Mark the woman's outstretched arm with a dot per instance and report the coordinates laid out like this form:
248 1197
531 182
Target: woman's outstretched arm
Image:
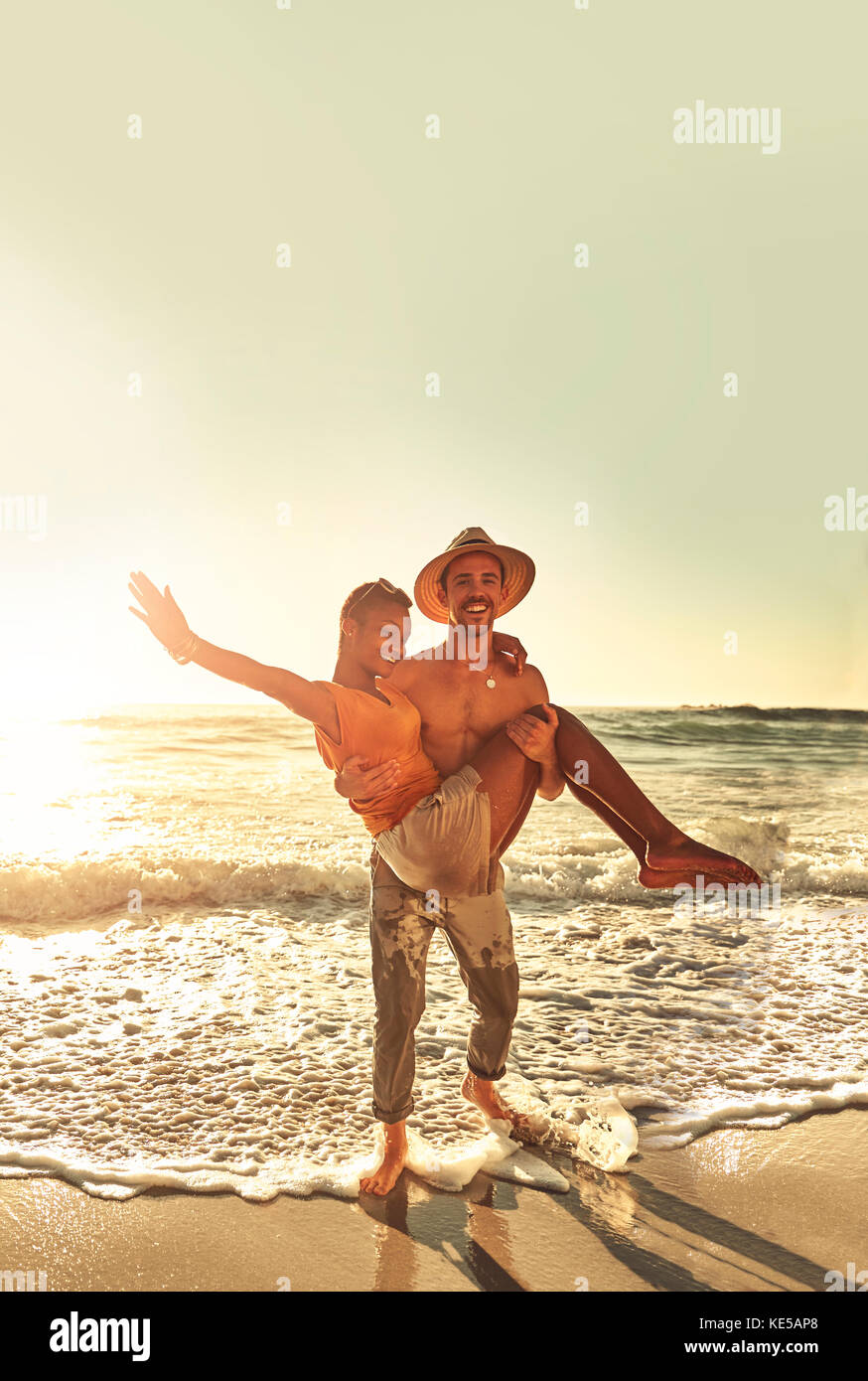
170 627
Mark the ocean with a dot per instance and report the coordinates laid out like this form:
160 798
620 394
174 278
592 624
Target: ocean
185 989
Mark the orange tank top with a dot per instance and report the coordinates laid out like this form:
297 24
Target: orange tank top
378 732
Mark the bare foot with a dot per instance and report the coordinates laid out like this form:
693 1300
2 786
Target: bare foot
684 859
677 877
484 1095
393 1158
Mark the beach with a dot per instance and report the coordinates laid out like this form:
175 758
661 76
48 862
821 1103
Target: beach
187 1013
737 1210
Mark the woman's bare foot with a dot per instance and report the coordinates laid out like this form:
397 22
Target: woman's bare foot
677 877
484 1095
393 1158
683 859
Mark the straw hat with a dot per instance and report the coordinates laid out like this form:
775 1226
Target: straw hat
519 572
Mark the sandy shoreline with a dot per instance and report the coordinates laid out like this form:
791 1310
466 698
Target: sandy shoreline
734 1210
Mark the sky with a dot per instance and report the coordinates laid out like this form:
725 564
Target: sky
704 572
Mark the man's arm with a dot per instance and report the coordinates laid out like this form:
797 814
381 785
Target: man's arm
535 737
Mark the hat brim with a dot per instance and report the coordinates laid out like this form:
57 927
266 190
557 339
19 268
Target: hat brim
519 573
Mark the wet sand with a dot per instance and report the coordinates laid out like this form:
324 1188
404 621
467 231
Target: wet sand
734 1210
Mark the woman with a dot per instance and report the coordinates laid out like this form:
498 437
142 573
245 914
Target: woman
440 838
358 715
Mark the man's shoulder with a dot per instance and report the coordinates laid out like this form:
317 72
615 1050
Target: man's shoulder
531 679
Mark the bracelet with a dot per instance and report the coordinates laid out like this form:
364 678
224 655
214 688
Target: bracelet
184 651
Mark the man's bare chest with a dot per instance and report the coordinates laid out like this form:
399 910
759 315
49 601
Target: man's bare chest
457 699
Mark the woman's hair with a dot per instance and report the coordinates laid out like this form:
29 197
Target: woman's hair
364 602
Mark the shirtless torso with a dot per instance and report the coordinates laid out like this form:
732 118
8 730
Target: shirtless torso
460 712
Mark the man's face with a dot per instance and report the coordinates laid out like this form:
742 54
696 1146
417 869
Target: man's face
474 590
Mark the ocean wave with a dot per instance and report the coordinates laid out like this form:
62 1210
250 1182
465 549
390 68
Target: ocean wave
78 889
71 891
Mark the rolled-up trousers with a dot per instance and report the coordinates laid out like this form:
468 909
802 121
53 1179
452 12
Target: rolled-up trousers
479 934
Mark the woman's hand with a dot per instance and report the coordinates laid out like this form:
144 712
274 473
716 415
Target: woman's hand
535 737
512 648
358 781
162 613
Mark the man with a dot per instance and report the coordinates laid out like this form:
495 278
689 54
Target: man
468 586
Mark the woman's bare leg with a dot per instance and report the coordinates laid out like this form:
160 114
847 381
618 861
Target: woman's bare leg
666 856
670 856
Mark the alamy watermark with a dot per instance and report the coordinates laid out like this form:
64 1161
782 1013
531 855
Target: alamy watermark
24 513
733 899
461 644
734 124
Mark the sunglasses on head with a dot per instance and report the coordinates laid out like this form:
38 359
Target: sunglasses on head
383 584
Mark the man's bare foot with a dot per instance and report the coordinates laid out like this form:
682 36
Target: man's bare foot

...

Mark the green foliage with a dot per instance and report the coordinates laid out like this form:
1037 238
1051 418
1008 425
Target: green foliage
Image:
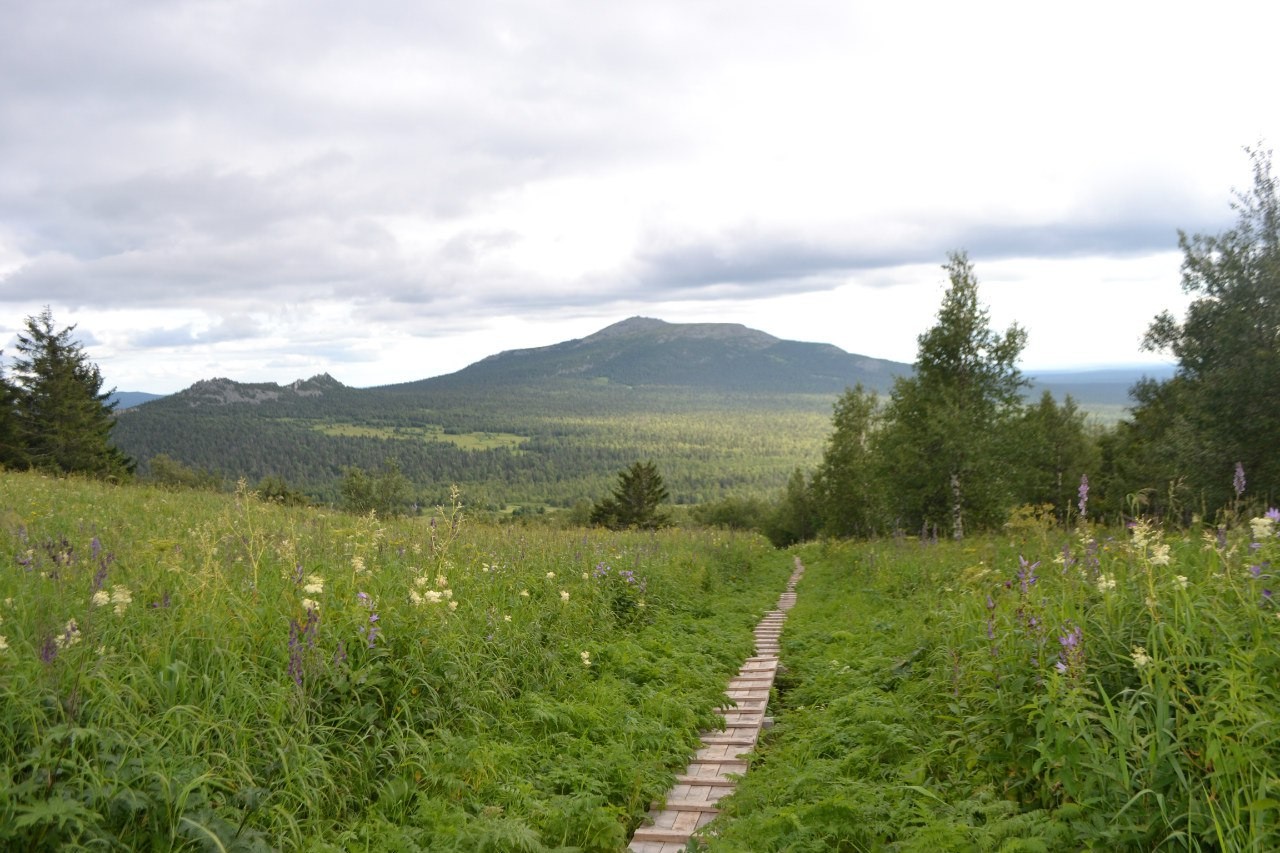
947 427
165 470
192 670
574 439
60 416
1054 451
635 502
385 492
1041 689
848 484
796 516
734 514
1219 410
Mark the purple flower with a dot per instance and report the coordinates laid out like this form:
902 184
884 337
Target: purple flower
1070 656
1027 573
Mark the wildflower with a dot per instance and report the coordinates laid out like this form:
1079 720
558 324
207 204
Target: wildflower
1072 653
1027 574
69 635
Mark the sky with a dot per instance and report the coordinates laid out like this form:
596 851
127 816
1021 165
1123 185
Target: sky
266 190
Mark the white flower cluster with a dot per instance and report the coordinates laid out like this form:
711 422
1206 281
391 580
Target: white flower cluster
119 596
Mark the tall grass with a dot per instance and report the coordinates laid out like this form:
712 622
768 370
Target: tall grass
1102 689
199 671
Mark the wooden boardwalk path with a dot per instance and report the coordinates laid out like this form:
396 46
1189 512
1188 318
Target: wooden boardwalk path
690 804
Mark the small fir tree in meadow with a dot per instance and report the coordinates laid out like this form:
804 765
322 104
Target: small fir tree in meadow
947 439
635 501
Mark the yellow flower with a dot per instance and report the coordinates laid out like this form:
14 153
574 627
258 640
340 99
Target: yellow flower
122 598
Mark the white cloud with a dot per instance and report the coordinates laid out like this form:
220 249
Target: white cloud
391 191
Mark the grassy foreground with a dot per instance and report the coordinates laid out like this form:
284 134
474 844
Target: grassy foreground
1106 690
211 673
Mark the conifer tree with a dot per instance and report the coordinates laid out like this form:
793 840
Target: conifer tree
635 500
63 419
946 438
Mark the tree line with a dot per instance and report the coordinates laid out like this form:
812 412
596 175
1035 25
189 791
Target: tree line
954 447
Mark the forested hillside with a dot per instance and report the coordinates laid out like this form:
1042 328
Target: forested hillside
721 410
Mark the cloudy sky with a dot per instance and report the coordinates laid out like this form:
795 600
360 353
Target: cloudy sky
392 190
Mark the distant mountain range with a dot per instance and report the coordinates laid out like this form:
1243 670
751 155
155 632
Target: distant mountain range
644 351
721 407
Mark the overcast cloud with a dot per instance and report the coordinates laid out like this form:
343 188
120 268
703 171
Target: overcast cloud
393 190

--

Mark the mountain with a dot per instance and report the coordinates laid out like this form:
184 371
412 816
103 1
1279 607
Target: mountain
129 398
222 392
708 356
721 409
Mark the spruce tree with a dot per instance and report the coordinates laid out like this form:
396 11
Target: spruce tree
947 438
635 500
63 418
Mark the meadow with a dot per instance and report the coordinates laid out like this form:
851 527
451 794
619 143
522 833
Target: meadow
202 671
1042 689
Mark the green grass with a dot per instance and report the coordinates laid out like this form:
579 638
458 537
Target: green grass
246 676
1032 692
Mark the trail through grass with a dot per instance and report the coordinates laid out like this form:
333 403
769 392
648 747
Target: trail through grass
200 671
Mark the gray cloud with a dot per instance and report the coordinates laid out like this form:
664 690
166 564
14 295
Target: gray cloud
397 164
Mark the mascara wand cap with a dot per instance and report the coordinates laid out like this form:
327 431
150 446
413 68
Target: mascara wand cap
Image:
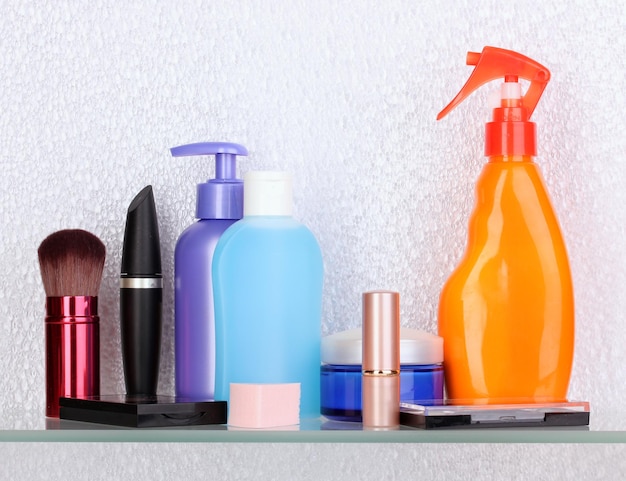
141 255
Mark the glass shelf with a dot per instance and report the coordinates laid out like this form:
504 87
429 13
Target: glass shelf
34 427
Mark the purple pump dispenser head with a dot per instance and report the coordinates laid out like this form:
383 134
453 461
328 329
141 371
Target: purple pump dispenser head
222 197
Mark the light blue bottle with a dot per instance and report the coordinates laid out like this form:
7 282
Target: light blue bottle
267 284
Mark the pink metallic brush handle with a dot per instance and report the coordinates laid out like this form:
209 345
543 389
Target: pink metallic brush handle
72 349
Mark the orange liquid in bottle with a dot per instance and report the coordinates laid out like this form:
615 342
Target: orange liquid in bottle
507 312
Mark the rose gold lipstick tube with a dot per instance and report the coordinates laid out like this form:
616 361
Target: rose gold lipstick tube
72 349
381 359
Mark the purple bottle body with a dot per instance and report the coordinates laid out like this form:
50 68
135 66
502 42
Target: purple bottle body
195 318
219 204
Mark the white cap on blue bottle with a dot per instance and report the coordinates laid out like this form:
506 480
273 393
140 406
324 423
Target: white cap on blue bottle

TO DO —
Return, in full, each line of the listing above that contains the word "shoulder".

RESULT FOR THIS EXERCISE —
Mark the man's shoulder with a dot per instance and report the coordinates laid out like this form:
Target: man's shoulder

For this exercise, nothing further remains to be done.